Excerpted data: Begin

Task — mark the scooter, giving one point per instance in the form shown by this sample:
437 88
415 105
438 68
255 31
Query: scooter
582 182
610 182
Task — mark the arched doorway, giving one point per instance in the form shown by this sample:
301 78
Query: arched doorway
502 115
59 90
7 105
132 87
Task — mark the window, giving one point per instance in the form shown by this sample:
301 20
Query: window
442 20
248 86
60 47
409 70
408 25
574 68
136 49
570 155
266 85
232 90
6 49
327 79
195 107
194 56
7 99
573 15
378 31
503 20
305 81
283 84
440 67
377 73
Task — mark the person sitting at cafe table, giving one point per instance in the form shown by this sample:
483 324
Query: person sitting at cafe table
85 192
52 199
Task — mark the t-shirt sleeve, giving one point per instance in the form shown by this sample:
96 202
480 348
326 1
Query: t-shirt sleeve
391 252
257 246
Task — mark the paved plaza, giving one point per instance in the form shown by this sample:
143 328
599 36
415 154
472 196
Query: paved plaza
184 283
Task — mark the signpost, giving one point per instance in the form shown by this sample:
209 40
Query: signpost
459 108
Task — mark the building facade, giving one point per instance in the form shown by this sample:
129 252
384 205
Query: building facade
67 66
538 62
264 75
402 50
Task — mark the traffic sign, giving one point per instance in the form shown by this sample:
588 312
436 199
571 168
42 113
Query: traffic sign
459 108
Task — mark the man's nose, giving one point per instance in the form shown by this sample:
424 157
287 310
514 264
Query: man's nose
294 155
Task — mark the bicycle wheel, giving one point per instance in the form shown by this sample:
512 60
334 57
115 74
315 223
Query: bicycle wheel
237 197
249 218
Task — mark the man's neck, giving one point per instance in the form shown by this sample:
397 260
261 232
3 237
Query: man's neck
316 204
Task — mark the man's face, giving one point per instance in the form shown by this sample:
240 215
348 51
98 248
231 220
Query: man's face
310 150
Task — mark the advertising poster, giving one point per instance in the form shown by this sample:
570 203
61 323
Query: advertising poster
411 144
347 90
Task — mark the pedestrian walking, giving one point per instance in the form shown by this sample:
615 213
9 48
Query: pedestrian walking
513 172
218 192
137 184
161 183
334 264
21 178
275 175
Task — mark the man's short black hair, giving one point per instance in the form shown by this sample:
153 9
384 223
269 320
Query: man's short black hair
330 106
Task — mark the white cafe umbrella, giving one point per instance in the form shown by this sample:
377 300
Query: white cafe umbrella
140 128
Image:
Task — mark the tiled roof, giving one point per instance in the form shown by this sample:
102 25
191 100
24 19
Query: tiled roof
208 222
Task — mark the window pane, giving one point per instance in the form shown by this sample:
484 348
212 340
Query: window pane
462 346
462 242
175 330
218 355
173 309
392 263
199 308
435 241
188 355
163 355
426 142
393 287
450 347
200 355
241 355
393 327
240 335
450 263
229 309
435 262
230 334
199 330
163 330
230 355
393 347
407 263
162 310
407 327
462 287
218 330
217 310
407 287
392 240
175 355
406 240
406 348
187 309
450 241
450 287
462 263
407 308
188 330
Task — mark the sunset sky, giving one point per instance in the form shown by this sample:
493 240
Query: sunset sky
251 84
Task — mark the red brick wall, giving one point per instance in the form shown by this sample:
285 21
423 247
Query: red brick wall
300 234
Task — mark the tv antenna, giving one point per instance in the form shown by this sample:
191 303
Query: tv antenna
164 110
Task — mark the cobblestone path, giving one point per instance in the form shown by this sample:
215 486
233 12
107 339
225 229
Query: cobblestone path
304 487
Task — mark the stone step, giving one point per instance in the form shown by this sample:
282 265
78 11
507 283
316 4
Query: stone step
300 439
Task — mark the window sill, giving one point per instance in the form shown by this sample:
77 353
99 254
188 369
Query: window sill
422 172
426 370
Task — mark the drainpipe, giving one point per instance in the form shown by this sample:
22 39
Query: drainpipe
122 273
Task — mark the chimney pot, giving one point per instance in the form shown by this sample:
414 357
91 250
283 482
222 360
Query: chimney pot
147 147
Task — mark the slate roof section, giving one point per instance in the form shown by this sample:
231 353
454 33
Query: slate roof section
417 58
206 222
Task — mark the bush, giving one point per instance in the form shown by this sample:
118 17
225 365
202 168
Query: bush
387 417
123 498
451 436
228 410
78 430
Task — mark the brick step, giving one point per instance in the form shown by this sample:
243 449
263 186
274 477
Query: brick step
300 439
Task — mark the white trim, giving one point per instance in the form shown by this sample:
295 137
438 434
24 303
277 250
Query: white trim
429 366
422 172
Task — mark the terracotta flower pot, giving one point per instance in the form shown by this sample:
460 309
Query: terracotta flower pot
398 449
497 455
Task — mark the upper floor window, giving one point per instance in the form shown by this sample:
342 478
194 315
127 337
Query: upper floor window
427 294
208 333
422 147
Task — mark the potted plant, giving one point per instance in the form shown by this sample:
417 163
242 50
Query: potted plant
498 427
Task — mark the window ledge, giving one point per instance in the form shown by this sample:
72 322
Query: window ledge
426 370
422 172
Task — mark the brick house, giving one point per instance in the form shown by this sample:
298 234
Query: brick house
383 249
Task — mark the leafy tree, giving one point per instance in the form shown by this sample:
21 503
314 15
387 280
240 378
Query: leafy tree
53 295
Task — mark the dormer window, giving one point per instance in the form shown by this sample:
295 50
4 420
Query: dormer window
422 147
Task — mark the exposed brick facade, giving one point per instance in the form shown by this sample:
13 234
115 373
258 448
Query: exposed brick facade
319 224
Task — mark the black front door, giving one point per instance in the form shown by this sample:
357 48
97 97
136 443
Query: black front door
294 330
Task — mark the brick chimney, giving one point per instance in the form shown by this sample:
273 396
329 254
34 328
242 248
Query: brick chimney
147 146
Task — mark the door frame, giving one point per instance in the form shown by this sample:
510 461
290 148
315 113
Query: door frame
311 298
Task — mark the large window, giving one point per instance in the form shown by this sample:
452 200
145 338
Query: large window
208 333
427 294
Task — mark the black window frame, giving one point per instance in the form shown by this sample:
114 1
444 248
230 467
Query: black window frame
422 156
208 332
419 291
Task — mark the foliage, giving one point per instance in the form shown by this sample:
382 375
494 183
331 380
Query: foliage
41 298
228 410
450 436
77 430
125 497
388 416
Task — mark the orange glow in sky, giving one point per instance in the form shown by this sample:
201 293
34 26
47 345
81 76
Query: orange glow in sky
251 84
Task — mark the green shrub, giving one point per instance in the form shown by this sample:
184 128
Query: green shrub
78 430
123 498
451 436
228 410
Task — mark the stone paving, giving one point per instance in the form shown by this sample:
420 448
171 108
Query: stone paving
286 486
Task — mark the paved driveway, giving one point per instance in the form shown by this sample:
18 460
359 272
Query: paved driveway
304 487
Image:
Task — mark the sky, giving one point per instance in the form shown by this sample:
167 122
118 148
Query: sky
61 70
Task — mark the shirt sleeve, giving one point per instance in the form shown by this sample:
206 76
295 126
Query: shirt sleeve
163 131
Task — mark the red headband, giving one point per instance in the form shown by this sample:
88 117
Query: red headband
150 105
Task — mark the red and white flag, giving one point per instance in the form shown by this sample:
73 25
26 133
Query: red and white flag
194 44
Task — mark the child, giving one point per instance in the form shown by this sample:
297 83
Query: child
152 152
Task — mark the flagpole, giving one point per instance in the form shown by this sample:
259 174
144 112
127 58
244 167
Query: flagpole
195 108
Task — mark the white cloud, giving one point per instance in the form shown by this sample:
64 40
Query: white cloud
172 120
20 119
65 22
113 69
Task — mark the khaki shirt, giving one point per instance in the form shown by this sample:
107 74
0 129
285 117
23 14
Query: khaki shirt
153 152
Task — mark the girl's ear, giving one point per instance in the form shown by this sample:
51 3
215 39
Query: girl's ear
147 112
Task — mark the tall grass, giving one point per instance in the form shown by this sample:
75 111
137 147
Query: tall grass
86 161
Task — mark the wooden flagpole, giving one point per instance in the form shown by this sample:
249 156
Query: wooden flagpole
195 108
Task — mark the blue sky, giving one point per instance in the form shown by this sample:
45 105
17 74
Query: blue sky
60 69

Excerpted data: End
Excerpted data: Begin

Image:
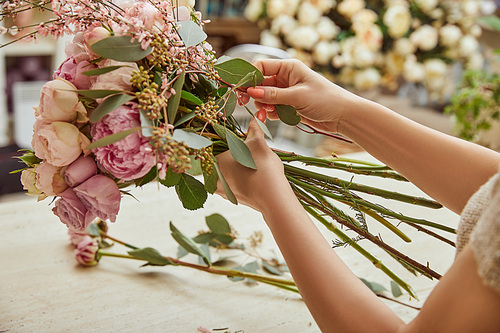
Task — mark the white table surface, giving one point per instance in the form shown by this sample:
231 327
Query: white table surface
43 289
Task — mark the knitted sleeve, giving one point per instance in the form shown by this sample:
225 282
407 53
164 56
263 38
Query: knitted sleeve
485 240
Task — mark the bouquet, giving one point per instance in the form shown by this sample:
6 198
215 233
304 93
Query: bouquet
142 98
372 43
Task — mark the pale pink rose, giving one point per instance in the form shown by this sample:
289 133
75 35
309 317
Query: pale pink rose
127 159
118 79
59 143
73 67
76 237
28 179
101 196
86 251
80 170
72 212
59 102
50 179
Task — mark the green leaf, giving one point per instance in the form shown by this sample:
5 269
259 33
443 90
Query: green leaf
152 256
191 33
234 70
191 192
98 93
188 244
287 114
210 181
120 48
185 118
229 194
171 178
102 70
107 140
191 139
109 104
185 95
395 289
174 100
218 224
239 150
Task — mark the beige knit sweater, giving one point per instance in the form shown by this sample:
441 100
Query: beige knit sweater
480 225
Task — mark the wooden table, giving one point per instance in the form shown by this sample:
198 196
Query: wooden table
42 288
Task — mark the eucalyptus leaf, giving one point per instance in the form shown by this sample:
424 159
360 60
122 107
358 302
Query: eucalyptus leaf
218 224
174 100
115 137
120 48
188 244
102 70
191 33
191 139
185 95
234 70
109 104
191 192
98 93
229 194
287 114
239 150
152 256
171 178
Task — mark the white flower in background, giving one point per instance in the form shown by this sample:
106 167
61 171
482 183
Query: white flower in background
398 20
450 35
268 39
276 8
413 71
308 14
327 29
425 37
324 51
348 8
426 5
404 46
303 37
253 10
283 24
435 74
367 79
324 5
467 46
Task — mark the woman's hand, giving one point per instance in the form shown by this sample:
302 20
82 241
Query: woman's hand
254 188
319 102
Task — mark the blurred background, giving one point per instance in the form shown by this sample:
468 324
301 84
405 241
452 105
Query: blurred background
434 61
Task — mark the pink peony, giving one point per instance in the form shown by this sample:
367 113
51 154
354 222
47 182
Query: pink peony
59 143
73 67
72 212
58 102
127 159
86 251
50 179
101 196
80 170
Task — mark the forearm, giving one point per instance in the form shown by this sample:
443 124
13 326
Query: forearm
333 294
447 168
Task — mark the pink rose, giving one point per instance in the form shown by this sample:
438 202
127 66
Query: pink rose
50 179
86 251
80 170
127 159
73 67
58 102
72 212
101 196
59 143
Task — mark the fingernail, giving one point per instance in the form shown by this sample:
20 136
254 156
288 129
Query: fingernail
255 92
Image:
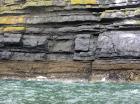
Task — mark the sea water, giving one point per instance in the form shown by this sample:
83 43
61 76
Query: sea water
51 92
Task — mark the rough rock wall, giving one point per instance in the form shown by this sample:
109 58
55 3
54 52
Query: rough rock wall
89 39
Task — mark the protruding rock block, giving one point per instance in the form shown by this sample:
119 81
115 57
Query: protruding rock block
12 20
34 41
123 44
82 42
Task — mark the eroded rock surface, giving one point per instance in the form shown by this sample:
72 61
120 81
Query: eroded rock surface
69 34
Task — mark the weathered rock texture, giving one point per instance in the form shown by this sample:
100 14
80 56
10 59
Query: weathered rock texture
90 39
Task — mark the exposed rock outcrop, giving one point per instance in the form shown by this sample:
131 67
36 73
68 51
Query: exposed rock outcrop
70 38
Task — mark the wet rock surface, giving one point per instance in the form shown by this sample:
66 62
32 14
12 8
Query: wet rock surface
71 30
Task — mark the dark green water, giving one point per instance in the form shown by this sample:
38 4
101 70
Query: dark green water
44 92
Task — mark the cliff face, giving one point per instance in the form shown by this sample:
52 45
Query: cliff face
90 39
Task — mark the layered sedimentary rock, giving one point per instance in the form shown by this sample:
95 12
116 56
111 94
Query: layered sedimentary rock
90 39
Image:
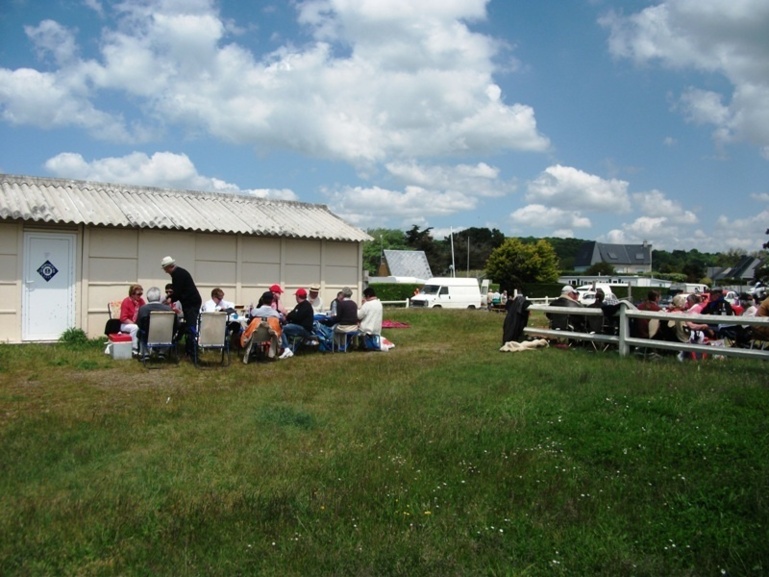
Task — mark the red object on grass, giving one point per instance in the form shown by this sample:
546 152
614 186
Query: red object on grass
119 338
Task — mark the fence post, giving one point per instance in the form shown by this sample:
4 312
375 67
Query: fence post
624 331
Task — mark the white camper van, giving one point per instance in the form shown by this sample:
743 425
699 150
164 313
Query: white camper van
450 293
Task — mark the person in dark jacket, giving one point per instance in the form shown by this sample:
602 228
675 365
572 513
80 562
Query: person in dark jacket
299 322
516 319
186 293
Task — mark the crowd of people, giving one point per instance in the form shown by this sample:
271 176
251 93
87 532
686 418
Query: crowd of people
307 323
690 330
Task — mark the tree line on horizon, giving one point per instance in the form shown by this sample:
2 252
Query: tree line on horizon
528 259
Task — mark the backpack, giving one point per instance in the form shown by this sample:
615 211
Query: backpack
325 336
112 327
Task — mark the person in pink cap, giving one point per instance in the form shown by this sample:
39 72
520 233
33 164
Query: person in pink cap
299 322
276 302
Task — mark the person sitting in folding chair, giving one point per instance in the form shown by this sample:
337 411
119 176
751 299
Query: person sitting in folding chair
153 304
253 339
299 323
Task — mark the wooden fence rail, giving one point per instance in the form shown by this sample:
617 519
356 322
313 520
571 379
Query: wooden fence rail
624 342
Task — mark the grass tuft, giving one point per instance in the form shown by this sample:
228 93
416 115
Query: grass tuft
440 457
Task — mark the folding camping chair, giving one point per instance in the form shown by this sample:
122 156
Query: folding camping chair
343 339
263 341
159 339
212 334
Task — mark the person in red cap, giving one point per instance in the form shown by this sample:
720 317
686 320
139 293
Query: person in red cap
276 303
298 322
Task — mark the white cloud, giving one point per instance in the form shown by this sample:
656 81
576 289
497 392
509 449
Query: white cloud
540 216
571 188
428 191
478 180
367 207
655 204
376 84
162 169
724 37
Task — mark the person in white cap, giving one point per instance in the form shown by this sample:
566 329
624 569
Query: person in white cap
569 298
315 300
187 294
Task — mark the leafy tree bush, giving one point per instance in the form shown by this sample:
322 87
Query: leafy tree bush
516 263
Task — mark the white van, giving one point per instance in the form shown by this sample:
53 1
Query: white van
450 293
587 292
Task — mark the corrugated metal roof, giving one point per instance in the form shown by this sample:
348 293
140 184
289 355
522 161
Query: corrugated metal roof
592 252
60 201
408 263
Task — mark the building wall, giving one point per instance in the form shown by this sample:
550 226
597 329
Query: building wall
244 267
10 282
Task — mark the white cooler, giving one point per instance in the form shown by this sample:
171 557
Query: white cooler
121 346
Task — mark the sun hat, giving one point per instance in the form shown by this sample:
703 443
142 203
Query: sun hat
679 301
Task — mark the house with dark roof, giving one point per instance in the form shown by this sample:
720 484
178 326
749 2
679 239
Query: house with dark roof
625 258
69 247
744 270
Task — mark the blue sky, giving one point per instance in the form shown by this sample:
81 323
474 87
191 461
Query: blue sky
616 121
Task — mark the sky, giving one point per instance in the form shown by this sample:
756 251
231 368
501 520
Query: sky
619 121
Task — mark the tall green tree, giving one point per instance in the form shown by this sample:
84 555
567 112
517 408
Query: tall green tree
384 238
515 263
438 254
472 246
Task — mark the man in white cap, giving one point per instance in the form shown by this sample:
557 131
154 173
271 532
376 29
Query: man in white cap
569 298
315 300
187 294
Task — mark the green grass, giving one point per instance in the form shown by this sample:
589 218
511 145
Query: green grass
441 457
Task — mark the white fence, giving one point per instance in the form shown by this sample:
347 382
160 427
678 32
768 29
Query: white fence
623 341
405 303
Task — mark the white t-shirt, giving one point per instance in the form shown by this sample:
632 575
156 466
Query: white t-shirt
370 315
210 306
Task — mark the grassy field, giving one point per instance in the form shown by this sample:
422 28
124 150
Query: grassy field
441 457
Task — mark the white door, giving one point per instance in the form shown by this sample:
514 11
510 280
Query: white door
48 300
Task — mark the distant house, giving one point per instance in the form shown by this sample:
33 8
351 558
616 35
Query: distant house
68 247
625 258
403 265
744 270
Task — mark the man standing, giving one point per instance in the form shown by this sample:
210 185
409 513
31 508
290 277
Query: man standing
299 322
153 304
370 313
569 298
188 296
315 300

Excerpted data: End

* [What you are asked to do]:
Beginning at the line above that contains "Task — mark the scooter, giving", return each line exactly through the line that contains "Task — mark the building facade, giving", and no others.

* [Result]:
Task — mark the scooter, giving one point per instance in the form shown by this sample:
437 88
415 105
438 68
255 31
Query: scooter
582 182
610 182
Task — mark the arched doorway, giving one point per instance in the form shown by this sample:
301 78
Query: arched doorway
502 115
59 90
7 105
132 87
Task — mark the window, giving one point per instance in the form shown by this sample:
301 20
Query: window
442 20
248 86
60 47
409 70
408 25
574 68
136 49
570 155
266 85
232 90
6 49
327 79
195 107
194 56
7 99
573 15
378 31
503 20
305 81
283 84
440 67
377 73
Task — mark the person sitting at cafe table, giving one point per instance in the form shown by this sample:
483 324
Query: person sitting at cafe table
85 192
52 199
Task — mark the t-shirt sleeve, giving one point per instance in the form shown by this sample:
96 202
480 348
326 1
Query: t-shirt sleeve
391 252
257 246
Task — mark the paved plaza, giving one point per instance in the form shown by this sample:
143 328
599 36
415 154
472 196
Query: paved plaza
184 283
Task — mark the signpost, giving one point per instance in the form shown by this sample:
209 40
Query: signpost
459 108
Task — mark the building facade, giving one point per instance in the form shown by this sample:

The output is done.